→ **Quoted text**:
_ _ _ _
- Directed by: Jaroslav Fuit
- Written by: Ivo Trajkov
- Based on: Říkají mi Lars by Daniel Gris
- Produced by: Petr Fořt
- Starring: Martin Hofmann; David Švehlík; Pavel Kikinčuk; Simona Peková; Justýna Zedníková;
- Cinematography: Karel Fairaisl
- Music by: Jan Ponocný; Zdeněk Veselý; Karel Havlíček;
- Distributed by: CinemArt
- Release date: 16 April 2026 (Czech Republic);
- Running time: 113 minutes
- Country: Czech Republic
- Language: Czech

= They Call Me Lars =

2026 Czech crime thriller film

They Call Me Lars (Říkají mi Lars) is a 2026 Czech crime thriller directed by Jaroslav Fuit. The screenplay for the film was written by Ivo Trajkov based on the book of the same name by Daniel Gris. The title character was played by Martin Hofmann, with other roles played by David Švehlík, Pavel Kikinčuk, Simona Peková and Justýna Zedníková.

The film was released in Czech cinemas on 16 April 2026.
_ _ _ _
→ **Record list**:

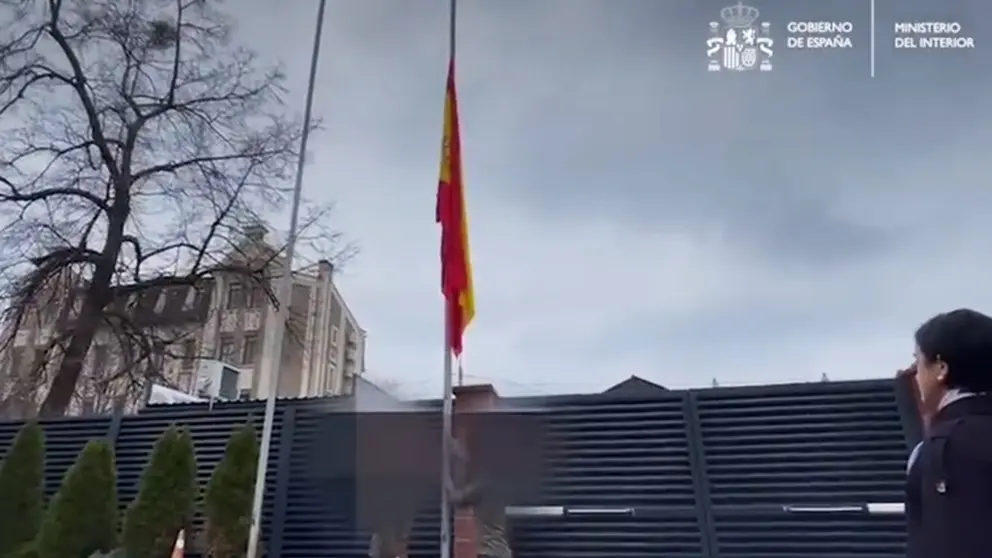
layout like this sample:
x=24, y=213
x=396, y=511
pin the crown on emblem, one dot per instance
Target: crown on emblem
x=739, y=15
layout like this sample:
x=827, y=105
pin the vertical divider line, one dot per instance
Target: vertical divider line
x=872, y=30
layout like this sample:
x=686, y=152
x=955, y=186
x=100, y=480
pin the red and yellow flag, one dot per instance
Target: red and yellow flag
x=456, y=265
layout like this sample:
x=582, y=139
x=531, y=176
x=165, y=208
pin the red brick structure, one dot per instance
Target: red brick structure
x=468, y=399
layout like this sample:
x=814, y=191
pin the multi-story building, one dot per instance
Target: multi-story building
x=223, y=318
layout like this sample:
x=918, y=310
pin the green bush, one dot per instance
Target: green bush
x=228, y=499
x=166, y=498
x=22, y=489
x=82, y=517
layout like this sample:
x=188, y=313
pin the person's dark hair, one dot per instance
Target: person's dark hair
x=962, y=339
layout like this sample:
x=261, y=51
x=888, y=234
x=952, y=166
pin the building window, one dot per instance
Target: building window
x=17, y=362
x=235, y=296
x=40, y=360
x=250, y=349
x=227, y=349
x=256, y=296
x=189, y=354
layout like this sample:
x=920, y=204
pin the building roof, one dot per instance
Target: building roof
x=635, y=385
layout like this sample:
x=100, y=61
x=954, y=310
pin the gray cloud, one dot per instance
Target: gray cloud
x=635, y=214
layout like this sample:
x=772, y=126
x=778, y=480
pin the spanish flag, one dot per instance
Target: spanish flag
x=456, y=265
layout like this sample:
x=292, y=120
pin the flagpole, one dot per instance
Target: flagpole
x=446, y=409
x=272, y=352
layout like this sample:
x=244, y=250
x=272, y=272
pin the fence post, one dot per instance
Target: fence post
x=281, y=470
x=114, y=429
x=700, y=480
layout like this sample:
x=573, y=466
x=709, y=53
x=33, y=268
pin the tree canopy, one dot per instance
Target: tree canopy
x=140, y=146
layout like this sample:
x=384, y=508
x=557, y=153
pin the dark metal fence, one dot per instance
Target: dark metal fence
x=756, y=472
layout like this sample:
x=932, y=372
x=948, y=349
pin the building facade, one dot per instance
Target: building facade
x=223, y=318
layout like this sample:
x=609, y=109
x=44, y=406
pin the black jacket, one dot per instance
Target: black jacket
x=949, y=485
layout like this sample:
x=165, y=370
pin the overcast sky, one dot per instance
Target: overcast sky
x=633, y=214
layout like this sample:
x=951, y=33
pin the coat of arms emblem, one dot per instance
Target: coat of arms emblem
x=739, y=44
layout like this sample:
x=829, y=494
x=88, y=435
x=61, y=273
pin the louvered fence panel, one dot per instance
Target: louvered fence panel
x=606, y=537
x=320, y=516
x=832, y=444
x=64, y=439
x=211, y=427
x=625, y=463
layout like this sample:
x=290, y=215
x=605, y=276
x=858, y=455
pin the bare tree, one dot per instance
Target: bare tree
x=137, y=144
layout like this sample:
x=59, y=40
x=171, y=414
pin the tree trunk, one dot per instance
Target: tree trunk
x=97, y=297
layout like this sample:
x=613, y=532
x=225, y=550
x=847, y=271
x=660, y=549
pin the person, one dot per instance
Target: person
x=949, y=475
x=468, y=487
_ _ _ _
→ **Tasks and exercises**:
[A] Shorten the paragraph in the film article that begins "They Call Me Lars (Říkají mi Lars) is a 2026", keeping its main facts.
[B] Write the next part of the film article about They Call Me Lars, starting after its final sentence.
The items have nothing to do with the film article.

→ **Outputs in order**:
[A] They Call Me Lars (Říkají mi Lars) is a 2026 Czech crime thriller directed by Jaroslav Fuit. Ivo Trajkov wrote the screenplay, adapting Daniel Gris's book of the same name. Martin Hofmann plays Lars, with David Švehlík, Pavel Kikinčuk, Simona Peková and Justýna Zedníková also in the cast.

[B]
==Plot==
Unorthodox private investigator Lars (Martin Hofmann) receives a new job offer from his former partner and friend Gold (David Švehlík). Real estate mogul Leo (Pavel Kikinčuk) wants to secure compromising material on his wife Dora (Simona Peková) so he can divorce her and be with his lover Bonnie (Justýna Zedníková). Lars reluctantly agrees to the job, but his investigation sets off a risky game for many involved.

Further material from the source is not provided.